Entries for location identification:
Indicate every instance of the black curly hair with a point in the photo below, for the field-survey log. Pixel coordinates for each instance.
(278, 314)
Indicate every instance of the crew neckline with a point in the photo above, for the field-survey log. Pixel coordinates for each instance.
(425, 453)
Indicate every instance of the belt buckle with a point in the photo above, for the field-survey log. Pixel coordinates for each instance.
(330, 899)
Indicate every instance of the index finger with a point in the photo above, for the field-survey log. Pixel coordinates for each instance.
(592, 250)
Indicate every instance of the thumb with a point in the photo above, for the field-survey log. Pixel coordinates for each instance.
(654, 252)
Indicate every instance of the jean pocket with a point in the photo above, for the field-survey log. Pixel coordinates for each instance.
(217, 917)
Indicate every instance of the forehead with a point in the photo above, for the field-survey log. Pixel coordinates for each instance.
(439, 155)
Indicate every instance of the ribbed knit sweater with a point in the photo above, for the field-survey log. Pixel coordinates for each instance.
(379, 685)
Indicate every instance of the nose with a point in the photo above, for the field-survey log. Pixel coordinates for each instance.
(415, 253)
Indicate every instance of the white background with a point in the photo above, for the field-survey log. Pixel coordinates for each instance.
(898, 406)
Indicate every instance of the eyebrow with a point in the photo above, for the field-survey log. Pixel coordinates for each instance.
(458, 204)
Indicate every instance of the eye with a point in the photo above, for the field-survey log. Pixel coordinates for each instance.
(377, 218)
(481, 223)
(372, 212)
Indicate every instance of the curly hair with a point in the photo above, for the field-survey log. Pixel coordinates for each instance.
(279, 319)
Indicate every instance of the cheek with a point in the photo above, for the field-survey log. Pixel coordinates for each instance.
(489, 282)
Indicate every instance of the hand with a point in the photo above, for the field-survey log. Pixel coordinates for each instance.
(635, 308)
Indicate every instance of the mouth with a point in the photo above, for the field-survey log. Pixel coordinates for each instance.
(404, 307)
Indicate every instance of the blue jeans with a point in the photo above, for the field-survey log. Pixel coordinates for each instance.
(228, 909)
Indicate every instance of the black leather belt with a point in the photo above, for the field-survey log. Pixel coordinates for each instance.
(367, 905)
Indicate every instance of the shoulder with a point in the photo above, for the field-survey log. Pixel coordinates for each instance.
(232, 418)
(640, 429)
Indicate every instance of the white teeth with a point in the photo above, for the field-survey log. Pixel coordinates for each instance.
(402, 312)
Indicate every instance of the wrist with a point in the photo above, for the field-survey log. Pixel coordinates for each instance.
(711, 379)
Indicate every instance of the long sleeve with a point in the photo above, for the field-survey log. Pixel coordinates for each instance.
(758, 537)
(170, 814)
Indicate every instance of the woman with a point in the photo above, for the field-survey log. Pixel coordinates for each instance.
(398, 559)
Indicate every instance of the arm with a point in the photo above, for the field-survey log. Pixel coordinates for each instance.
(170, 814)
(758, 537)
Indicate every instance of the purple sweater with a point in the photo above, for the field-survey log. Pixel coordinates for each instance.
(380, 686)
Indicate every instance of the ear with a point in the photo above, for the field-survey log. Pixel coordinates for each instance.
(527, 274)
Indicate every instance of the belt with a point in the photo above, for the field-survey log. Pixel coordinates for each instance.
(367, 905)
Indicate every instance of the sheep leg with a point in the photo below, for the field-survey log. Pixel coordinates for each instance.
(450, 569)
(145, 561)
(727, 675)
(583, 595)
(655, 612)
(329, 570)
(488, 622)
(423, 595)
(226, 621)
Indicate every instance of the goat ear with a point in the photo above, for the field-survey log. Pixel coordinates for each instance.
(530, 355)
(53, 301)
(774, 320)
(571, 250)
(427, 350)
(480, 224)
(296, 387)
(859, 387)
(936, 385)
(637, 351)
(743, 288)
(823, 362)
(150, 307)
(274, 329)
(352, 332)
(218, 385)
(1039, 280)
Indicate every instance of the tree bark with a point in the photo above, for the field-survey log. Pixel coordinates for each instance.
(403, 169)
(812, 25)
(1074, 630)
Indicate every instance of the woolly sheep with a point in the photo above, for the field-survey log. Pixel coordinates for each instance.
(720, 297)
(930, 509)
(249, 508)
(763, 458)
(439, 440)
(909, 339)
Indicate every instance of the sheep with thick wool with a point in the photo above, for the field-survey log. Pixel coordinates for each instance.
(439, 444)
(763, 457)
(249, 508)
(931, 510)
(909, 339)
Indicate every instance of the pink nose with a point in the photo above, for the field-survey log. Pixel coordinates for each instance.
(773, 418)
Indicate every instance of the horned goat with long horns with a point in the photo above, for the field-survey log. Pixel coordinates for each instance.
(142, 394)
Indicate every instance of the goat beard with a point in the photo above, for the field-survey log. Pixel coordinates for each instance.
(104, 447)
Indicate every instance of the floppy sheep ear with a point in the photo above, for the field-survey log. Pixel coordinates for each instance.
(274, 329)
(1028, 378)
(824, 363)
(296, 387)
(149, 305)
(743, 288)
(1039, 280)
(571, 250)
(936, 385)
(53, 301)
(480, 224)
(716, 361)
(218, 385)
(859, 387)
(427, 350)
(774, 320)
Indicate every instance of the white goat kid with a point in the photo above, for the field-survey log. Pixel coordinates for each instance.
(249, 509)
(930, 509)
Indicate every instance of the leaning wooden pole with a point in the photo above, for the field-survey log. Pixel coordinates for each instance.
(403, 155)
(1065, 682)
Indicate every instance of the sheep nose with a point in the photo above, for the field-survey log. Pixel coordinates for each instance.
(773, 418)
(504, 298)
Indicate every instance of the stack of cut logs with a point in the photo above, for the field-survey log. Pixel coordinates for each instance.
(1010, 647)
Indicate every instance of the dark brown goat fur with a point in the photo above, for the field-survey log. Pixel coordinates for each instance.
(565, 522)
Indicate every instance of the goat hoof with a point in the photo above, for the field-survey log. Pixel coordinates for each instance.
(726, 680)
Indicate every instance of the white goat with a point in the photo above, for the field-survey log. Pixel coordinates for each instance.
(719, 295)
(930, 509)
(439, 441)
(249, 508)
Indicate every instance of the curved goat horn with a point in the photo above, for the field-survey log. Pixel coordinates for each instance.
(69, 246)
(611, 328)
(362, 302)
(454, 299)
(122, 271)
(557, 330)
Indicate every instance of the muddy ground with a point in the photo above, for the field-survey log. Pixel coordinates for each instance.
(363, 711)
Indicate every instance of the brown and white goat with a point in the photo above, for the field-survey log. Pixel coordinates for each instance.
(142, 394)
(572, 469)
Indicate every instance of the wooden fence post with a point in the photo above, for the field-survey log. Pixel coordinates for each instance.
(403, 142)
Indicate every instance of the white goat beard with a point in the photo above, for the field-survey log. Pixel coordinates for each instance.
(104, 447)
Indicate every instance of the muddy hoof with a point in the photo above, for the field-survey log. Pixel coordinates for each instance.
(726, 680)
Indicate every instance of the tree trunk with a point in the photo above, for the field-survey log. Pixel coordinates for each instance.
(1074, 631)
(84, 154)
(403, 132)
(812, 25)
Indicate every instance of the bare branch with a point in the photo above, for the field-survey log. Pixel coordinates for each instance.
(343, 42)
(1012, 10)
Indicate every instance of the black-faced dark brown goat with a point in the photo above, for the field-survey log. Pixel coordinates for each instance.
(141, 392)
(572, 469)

---

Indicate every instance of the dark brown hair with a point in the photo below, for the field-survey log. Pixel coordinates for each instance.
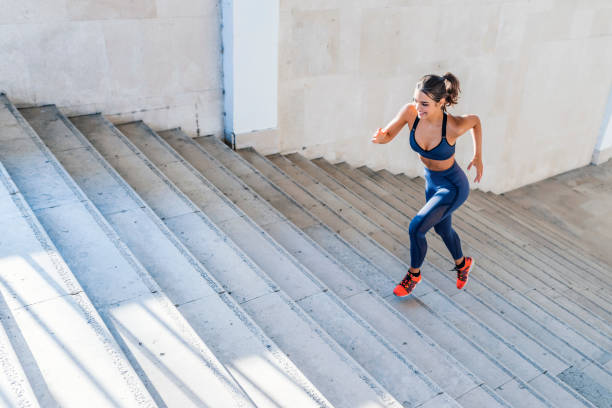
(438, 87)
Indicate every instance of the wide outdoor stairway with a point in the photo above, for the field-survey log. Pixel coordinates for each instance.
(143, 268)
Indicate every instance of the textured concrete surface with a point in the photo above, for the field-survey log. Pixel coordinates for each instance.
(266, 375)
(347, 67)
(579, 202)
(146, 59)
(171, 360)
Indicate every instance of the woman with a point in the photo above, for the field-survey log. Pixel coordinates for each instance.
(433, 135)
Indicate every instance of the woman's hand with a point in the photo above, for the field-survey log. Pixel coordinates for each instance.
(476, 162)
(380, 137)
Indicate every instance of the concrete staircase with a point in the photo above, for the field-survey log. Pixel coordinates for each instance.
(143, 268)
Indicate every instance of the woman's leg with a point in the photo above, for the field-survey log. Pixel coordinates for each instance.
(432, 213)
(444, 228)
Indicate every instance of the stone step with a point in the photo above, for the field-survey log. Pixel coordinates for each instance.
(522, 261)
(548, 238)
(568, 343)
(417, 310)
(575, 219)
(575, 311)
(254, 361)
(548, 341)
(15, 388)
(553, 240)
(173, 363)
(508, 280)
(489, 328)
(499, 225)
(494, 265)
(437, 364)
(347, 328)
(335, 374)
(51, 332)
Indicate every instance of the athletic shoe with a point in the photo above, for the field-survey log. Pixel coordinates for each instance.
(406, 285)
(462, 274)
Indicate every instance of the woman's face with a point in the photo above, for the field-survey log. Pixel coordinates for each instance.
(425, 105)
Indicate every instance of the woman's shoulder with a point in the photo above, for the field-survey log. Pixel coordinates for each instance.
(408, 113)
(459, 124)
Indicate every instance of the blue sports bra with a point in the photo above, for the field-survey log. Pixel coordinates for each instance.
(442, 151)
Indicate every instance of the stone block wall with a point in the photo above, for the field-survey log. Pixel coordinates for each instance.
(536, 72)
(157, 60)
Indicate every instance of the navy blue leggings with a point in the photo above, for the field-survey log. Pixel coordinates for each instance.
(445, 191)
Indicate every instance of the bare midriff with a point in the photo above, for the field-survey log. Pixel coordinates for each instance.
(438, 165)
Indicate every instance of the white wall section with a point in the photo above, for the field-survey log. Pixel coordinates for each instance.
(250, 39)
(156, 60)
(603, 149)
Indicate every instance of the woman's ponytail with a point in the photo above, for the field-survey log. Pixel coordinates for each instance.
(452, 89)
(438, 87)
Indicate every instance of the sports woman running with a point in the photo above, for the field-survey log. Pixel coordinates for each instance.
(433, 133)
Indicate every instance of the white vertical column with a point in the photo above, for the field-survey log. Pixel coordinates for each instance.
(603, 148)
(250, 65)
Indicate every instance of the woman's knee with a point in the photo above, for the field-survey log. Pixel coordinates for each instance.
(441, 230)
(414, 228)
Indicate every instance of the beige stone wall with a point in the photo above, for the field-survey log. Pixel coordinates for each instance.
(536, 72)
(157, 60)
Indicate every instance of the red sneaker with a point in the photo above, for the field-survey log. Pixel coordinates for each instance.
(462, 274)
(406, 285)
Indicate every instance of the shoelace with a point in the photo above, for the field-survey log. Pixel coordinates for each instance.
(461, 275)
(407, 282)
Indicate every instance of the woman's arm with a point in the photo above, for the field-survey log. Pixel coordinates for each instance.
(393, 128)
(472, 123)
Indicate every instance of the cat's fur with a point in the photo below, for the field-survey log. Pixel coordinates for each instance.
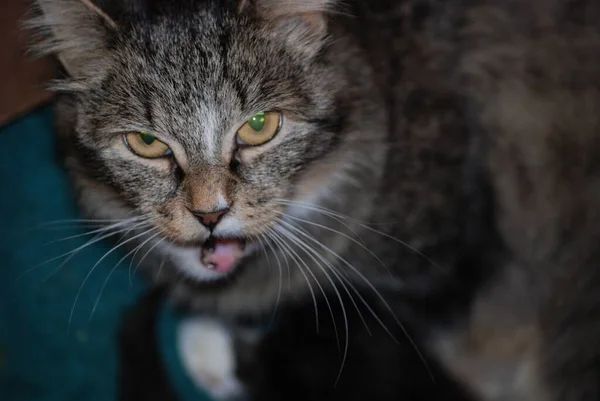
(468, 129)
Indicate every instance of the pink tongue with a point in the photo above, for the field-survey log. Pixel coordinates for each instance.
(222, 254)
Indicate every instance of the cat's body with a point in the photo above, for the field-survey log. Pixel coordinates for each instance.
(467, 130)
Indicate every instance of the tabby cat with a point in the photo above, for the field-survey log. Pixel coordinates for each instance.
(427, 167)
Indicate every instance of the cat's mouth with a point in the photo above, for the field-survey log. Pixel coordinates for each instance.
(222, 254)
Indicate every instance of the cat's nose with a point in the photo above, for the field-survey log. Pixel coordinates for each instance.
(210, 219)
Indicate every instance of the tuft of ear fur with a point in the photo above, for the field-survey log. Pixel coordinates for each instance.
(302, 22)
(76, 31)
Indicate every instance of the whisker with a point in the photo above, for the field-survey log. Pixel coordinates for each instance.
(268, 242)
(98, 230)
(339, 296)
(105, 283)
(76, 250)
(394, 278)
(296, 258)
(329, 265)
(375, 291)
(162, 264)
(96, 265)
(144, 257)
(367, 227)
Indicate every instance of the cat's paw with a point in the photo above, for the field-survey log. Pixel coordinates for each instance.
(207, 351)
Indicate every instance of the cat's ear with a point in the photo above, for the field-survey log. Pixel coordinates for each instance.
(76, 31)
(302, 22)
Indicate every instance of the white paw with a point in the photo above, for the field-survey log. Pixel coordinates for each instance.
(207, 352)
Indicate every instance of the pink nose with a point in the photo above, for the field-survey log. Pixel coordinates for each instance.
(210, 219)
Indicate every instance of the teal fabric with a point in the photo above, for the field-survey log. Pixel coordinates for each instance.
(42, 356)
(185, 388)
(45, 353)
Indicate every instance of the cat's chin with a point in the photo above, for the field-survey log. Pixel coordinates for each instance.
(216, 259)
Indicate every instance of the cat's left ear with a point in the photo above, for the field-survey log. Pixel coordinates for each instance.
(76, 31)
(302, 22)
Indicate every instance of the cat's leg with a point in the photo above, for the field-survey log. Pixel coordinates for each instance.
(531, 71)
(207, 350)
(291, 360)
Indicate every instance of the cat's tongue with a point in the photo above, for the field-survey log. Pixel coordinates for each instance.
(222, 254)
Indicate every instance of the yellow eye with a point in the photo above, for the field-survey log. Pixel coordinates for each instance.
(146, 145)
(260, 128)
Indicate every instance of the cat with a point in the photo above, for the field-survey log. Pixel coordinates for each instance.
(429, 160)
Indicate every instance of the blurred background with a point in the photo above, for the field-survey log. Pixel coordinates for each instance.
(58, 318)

...

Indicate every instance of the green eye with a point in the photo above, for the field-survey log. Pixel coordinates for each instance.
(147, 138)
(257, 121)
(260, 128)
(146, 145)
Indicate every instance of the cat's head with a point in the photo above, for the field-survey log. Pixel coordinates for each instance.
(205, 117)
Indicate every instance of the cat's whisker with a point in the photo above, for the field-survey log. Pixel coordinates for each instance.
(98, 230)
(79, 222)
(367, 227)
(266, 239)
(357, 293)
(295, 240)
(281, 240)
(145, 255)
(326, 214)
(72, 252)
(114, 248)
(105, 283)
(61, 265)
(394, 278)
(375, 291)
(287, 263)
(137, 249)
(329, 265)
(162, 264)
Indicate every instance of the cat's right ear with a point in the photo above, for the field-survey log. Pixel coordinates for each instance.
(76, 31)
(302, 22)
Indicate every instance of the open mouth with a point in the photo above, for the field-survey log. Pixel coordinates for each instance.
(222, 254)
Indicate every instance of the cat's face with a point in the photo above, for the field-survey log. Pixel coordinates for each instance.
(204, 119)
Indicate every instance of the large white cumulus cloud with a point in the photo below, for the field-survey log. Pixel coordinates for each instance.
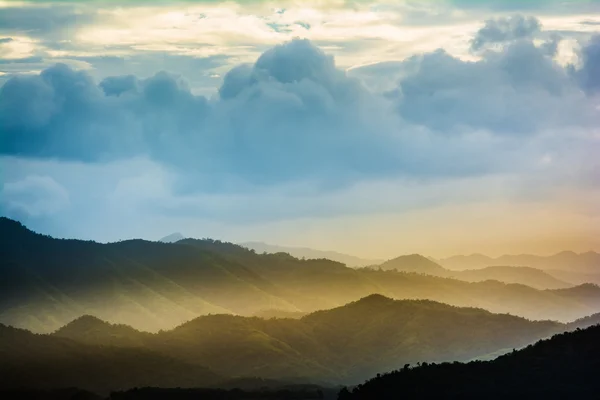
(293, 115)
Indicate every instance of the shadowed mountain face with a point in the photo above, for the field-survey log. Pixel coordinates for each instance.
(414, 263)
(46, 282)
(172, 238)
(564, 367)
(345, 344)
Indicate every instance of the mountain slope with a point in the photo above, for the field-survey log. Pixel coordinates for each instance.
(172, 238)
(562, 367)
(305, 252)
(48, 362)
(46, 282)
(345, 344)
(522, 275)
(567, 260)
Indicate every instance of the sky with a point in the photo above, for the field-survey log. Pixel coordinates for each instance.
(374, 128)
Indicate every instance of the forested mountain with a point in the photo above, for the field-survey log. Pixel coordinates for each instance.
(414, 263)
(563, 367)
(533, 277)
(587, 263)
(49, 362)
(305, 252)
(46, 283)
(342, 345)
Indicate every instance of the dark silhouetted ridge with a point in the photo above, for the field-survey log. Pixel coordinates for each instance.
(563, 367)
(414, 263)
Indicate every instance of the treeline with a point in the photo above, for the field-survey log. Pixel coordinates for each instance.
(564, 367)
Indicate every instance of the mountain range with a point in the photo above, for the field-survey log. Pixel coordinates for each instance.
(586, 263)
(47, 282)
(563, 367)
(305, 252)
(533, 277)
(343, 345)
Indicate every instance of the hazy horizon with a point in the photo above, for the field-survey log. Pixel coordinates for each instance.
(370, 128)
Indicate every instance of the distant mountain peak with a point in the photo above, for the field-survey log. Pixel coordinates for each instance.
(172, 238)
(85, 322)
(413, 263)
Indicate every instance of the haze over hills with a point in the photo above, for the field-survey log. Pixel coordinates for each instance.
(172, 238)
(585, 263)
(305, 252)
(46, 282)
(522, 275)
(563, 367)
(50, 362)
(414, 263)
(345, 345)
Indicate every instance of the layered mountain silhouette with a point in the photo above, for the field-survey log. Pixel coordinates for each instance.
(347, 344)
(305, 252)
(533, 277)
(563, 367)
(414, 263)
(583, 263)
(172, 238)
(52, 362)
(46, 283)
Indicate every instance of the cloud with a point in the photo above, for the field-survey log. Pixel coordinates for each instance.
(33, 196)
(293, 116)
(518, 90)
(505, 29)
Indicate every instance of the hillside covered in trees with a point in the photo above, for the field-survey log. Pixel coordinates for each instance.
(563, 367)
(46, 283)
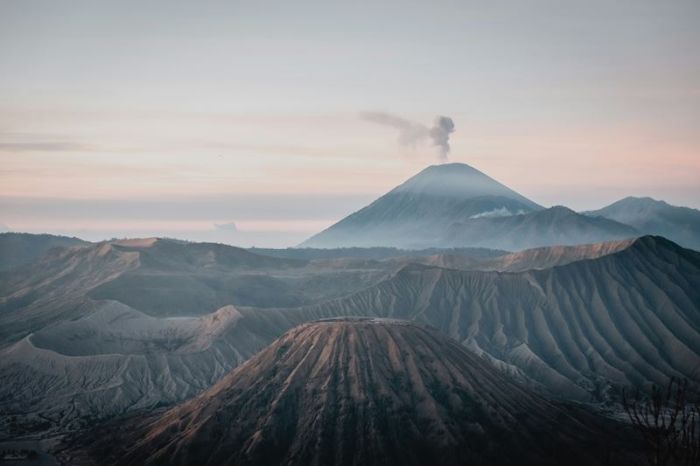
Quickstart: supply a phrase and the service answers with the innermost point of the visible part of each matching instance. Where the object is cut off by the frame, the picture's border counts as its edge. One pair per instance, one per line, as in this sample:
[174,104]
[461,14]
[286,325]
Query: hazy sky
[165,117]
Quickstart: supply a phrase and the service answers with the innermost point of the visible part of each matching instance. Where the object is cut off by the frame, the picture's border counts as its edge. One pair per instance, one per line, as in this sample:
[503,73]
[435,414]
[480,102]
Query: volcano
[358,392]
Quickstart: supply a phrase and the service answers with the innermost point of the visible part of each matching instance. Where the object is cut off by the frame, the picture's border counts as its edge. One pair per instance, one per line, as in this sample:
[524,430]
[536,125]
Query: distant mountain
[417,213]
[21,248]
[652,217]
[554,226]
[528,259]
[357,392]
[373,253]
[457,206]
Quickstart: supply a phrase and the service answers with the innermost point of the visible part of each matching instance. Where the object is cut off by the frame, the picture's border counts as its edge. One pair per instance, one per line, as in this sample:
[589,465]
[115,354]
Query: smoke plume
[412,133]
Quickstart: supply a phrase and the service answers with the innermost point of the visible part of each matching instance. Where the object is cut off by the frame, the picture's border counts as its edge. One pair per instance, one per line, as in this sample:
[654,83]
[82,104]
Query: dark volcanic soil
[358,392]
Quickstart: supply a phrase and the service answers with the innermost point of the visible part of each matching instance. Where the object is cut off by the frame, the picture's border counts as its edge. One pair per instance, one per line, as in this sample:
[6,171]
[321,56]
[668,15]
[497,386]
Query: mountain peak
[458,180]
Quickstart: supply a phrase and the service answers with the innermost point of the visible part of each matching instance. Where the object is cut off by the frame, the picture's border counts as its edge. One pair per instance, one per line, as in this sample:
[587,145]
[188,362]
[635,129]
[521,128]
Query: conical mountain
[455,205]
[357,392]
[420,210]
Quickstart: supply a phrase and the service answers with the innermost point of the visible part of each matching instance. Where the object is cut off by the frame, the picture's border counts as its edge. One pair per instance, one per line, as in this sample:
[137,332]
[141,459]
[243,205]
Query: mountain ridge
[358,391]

CHALLENGE :: Pick out every line in the records above that contains the word "hair", and copy each such line in full without alteration.

WRITTEN RESPONSE ::
Indicate every instance of the black curly hair with a point in the photo below, for the field-survey log. Pixel coordinates for each instance.
Indicate every instance of the curly hair with a point in the photo above, for the field-survey log. Pixel coordinates for each instance.
Indicate every instance of the dark brown hair with a point in the photo below, for the field-survey log. Pixel coordinates for each instance.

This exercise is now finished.